WRITTEN EXERCISE ▸ Render the listing below as a JSON array of strings, one string per line, omitting any blank lines.

ENTRIES PROVIDED ▸
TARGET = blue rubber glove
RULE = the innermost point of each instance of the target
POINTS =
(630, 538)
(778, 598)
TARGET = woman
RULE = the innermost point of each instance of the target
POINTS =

FINAL ANSWER ▸
[
  "TARGET = blue rubber glove",
  "RULE = the innermost point of each instance of the target",
  "POINTS =",
  "(630, 538)",
  "(778, 598)",
  "TARGET = woman",
  "RULE = the innermost point of each instance of the target",
  "POINTS ="
]